Выдержки из данных разметки точек:
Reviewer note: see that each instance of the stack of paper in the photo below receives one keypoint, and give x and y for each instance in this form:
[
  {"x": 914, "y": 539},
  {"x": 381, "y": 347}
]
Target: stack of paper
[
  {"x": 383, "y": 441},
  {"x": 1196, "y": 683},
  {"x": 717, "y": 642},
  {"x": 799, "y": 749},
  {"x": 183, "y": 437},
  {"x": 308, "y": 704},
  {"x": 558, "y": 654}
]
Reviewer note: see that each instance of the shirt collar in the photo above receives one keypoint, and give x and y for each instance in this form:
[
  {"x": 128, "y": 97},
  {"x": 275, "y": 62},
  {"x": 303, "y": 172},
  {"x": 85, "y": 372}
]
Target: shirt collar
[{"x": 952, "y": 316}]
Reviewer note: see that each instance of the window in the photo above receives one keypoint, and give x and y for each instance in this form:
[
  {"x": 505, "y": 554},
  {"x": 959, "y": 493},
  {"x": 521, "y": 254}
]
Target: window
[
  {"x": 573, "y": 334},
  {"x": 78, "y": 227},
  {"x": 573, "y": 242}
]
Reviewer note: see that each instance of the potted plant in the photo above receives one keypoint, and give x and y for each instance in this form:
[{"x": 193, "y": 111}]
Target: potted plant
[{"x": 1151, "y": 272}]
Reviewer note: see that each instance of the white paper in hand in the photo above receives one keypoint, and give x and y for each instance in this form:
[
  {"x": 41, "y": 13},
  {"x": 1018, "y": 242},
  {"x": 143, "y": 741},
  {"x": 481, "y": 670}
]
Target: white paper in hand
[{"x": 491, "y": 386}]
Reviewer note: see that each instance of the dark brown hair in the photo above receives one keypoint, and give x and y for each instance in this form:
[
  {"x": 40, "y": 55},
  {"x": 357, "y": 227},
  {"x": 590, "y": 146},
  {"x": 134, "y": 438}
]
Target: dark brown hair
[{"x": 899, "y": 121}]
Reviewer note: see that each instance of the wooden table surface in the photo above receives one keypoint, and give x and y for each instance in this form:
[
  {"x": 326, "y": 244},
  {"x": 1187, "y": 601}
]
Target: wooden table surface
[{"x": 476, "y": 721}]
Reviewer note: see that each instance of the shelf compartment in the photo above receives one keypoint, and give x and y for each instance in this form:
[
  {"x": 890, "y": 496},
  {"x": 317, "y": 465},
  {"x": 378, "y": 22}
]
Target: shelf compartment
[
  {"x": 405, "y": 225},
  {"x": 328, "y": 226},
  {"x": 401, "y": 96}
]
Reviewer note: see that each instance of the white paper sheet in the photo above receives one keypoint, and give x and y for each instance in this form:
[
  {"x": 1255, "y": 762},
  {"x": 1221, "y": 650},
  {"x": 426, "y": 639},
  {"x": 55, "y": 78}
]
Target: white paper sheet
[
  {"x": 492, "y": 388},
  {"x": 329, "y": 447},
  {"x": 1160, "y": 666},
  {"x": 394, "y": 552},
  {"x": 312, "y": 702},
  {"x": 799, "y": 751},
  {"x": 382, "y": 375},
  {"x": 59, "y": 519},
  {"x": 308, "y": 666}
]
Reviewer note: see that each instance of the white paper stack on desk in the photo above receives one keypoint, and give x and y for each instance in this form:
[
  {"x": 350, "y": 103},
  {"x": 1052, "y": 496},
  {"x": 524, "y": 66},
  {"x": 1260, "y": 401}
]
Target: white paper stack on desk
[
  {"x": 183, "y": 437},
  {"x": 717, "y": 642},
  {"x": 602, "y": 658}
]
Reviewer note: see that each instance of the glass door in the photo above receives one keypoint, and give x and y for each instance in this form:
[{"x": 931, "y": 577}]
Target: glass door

### УСЛОВИЕ ЗАДАЧИ
Перепишите список, начиная со строки, в которой есть «Reviewer note: see that each instance of the shelf», включая её, и заканчивая самым концом списка, вместе с указаниями для разметки. Координаты x и y в ответах умножьте на 0,4 и округлите до целых, половины округляйте в большую сторону, а числа в указаниях и в образцах формата оставьте без изменений.

### РЕШЁННАЯ ЗАДАЧА
Reviewer note: see that each instance of the shelf compartment in the photo above receives one keypoint, and give x and y for each instance in this form:
[
  {"x": 890, "y": 496},
  {"x": 317, "y": 465},
  {"x": 378, "y": 22}
]
Target: shelf compartment
[
  {"x": 162, "y": 90},
  {"x": 131, "y": 90},
  {"x": 160, "y": 38}
]
Reviewer note: see that each instance of the white paper sheet in the photo above receives one keypoint, and give x and y for each instance in this form:
[
  {"x": 1255, "y": 762},
  {"x": 1221, "y": 650},
  {"x": 426, "y": 639},
  {"x": 55, "y": 78}
]
Target: white paper sheet
[
  {"x": 197, "y": 155},
  {"x": 132, "y": 179},
  {"x": 464, "y": 266},
  {"x": 158, "y": 221},
  {"x": 125, "y": 281},
  {"x": 320, "y": 300},
  {"x": 153, "y": 150},
  {"x": 24, "y": 208},
  {"x": 123, "y": 266}
]
Reviewer note: see that each instance of the white paper stack on desk in the photo above receives one keypoint, and give x and y for each instance in this form:
[
  {"x": 350, "y": 103},
  {"x": 1052, "y": 496},
  {"x": 524, "y": 66},
  {"x": 1260, "y": 401}
]
Target: white paper stack on desk
[
  {"x": 73, "y": 175},
  {"x": 287, "y": 257},
  {"x": 241, "y": 263}
]
Reviewer note: see that each instance of the glass door in the photo above receives one keypoint, and give x and y for each instance in this form:
[{"x": 931, "y": 577}]
Target: glass door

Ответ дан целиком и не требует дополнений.